WRITTEN PROBLEM A: Extract each line of the listing below that contains the string "layered", matching its case exactly.

This is called the "UI" layer in DDD literature, but it is also where things like JSON interfaces live...

In a backend service, the API used to make requests, and the JSON payloads for requests and responses, are the UI for the service. This was a major epiphany for me, too; in 35 years of development, including 15+ years of Web development, that had never occurred to me before.

I think that if I were starting new_poc (or any greenfield app) today, I'd use an architecture that was fundamentally based on Nick Sutterer's Trailblazer architecture. Brownfield apps would get the Growing Rails Applications in Practice treatment. Both were written after years of experience beating their heads against the same problems all Rails teams hit once their app outgrows the 15-minute-blog sweet spot.

My project was started, as a research test-best, back just as Rails 3.2 was passing the torch to 4.0, and used Avdi Grimm's (Rails-3-in-the-details) Objects on Rails book's project as a jumping-off point. I experimented with a couple of different service layers, and (disastrously in retrospect) with Pivotal's unbuilt Rails dependency architectural feature. Were I to write a book about the experience, it would be more than sufficiently similar to the two I've cited for me to simply recommend them enthusiastically.

Hope that helps.


As for your tree above, I'd make a few observations. One of the very, very few things I agree with DHH's stated opinions on is that "good frameworks are extracted from working code". I see enough in this diagram to make me wonder if it's ever actually been implemented.

Location labeling records:
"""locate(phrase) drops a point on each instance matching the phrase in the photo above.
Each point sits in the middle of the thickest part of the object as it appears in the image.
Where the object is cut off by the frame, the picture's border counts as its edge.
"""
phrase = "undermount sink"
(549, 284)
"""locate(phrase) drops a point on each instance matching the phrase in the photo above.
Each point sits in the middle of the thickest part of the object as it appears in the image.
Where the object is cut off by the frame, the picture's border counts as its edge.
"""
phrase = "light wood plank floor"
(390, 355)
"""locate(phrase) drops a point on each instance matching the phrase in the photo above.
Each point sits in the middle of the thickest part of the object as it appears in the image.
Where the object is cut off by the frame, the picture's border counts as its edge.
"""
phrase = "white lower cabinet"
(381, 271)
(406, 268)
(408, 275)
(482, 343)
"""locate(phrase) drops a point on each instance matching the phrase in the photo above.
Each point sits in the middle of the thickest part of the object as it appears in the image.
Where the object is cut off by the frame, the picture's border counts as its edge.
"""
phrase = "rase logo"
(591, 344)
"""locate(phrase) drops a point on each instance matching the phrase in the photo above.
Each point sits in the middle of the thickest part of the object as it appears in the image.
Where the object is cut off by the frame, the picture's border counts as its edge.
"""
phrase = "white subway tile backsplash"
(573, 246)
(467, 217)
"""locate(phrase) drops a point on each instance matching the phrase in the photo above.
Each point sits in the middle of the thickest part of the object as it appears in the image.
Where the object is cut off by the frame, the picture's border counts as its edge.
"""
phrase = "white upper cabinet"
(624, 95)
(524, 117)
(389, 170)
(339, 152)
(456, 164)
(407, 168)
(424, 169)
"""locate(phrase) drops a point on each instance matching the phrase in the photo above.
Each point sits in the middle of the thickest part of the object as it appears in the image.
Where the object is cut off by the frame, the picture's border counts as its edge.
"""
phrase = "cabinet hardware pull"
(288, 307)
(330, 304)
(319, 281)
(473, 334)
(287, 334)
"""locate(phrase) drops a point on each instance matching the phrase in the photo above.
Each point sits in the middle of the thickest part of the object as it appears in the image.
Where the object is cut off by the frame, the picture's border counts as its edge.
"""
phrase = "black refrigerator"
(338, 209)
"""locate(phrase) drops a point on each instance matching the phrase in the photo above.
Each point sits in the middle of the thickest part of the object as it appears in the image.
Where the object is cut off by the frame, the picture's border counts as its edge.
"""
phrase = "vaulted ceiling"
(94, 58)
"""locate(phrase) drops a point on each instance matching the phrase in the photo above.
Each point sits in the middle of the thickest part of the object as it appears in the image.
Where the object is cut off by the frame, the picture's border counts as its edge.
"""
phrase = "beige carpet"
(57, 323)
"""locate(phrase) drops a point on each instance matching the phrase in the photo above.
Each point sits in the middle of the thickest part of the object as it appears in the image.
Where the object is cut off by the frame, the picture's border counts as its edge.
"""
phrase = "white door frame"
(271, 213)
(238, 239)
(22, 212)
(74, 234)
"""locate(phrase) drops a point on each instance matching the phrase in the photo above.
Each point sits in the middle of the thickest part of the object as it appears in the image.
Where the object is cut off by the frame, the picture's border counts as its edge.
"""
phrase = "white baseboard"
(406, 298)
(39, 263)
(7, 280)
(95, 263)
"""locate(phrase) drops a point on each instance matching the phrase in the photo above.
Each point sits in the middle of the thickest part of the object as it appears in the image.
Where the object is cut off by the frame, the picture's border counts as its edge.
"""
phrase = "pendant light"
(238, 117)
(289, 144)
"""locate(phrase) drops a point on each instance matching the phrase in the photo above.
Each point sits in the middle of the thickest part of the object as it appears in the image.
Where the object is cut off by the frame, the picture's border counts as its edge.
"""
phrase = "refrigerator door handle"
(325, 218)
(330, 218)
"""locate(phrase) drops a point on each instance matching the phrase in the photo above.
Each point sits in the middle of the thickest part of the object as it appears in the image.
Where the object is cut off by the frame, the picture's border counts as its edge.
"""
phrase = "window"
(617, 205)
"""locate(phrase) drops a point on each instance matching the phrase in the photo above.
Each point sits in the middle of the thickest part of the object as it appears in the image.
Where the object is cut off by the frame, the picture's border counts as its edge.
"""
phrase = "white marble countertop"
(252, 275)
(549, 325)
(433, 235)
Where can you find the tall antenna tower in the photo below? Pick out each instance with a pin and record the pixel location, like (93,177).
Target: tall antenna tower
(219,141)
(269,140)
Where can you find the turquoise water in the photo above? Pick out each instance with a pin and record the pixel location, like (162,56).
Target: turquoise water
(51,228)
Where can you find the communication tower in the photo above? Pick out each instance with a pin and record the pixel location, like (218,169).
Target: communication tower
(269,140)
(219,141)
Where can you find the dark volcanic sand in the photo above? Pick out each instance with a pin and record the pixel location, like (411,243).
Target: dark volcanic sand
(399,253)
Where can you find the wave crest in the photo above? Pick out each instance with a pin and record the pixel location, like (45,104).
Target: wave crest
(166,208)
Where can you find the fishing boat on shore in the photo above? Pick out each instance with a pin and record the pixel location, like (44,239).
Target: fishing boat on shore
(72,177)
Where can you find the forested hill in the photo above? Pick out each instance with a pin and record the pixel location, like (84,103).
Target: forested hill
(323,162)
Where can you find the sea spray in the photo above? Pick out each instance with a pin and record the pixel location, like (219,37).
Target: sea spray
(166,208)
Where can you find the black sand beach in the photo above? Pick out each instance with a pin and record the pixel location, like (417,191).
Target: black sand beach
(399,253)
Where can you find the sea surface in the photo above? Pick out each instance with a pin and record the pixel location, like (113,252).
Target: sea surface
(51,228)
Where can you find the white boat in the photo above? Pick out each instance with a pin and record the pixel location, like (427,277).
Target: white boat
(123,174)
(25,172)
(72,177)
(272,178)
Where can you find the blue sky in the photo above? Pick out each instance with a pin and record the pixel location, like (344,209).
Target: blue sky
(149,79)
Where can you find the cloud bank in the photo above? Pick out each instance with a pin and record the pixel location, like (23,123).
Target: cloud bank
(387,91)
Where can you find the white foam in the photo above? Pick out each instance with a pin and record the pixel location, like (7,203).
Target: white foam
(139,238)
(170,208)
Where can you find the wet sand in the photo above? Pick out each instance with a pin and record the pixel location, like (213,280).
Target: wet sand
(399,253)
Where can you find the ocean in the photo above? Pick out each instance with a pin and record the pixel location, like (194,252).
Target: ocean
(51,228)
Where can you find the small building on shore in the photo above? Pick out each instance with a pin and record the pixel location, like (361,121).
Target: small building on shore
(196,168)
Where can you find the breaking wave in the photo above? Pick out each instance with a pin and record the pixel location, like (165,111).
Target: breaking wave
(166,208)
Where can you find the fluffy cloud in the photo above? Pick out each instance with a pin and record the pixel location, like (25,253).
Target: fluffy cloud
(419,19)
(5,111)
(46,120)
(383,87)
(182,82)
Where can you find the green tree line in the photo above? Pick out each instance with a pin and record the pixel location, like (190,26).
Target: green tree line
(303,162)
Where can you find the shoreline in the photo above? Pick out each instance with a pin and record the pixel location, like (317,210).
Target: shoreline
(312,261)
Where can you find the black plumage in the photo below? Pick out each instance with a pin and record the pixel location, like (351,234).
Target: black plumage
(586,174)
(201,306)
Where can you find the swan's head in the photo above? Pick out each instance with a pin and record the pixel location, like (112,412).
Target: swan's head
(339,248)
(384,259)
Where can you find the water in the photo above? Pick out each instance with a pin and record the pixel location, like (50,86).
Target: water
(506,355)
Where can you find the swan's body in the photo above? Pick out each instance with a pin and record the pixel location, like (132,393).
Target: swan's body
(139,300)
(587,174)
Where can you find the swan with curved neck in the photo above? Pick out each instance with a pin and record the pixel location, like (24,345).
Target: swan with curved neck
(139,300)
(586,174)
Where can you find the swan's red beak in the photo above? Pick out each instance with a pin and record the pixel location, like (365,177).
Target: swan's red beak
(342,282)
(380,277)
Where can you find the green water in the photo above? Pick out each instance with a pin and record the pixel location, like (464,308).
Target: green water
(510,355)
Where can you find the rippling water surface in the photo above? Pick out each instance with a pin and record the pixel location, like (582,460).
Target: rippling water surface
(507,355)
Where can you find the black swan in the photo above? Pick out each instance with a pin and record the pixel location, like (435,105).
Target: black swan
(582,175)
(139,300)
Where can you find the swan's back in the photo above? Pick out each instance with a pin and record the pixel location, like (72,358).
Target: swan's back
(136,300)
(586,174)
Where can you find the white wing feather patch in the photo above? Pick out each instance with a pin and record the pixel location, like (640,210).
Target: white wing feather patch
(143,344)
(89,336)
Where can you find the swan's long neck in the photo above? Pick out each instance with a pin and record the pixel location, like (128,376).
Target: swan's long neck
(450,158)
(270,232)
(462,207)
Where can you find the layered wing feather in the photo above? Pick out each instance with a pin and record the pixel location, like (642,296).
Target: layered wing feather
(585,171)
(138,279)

WRITTEN PROBLEM B: From the text on Rails application architecture above, quote the passage that begins at the words "My project was" and stops after "actually been implemented.".

TASK RESPONSE A:
Where can you find the layered wing feather in the photo above? Pick out each instance with a pin and record the pixel location, like (642,296).
Target: layered wing feather

TASK RESPONSE B:
My project was started, as a research test-best, back just as Rails 3.2 was passing the torch to 4.0, and used Avdi Grimm's (Rails-3-in-the-details) Objects on Rails book's project as a jumping-off point. I experimented with a couple of different service layers, and (disastrously in retrospect) with Pivotal's unbuilt Rails dependency architectural feature. Were I to write a book about the experience, it would be more than sufficiently similar to the two I've cited for me to simply recommend them enthusiastically.

Hope that helps.


As for your tree above, I'd make a few observations. One of the very, very few things I agree with DHH's stated opinions on is that "good frameworks are extracted from working code". I see enough in this diagram to make me wonder if it's ever actually been implemented.